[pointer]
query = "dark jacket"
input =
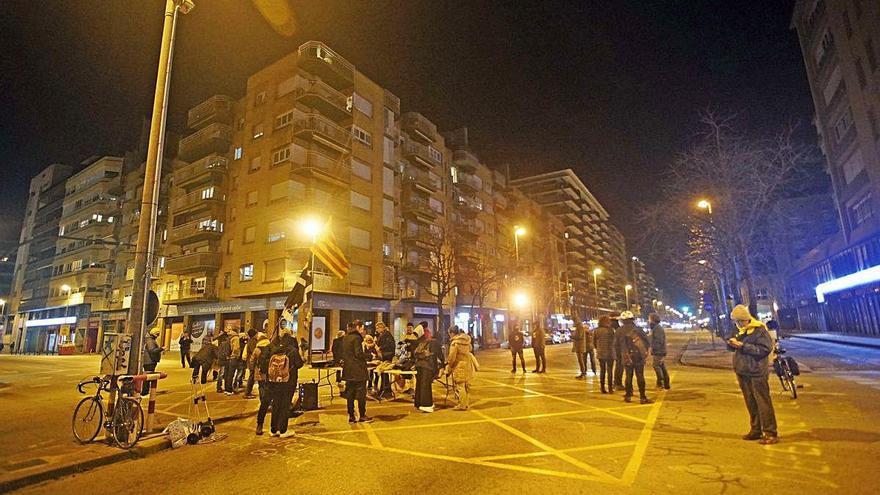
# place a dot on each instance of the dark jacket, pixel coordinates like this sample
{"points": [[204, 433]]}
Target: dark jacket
{"points": [[386, 346], [658, 340], [185, 342], [354, 358], [604, 340], [751, 358], [207, 354], [625, 333], [516, 340]]}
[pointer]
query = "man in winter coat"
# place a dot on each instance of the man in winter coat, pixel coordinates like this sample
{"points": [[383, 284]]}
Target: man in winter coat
{"points": [[515, 341], [603, 338], [354, 372], [658, 350], [539, 341], [633, 346], [579, 347], [151, 356], [185, 343], [752, 346], [462, 365]]}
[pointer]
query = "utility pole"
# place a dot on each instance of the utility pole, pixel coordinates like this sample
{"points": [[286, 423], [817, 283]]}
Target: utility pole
{"points": [[143, 260]]}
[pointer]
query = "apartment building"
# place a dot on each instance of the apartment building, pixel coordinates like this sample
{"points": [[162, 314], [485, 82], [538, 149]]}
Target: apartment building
{"points": [[834, 286]]}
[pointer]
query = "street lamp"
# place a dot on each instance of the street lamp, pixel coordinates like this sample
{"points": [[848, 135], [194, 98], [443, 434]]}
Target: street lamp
{"points": [[517, 231]]}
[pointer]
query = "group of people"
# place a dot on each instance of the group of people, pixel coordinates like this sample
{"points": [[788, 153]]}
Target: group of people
{"points": [[620, 346]]}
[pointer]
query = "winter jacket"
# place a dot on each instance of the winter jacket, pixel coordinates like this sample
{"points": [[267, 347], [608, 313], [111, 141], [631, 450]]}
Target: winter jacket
{"points": [[461, 361], [603, 337], [752, 358], [354, 358], [207, 354], [625, 333], [386, 346], [515, 341], [579, 339], [658, 340], [152, 351], [539, 338]]}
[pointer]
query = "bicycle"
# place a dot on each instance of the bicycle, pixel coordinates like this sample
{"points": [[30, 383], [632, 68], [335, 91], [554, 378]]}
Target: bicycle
{"points": [[126, 423], [786, 372]]}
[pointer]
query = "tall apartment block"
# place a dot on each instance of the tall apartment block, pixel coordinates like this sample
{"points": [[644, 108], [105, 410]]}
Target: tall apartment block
{"points": [[840, 42]]}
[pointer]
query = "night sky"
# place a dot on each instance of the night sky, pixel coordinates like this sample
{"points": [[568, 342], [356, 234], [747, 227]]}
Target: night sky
{"points": [[611, 92]]}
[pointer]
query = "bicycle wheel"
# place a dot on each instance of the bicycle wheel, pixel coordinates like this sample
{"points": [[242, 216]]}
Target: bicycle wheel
{"points": [[128, 422], [87, 419]]}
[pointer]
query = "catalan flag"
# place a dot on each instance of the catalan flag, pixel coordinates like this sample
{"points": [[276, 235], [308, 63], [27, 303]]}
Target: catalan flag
{"points": [[327, 250]]}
▬▬▬▬▬▬▬▬▬▬
● Task goal
Return every line of the items above that contains the string "building". Case counts.

● Exercise solution
query = "apartment building"
# place a dot on each instance of the apartment building, pixel coordinates like this sample
Target: apartment building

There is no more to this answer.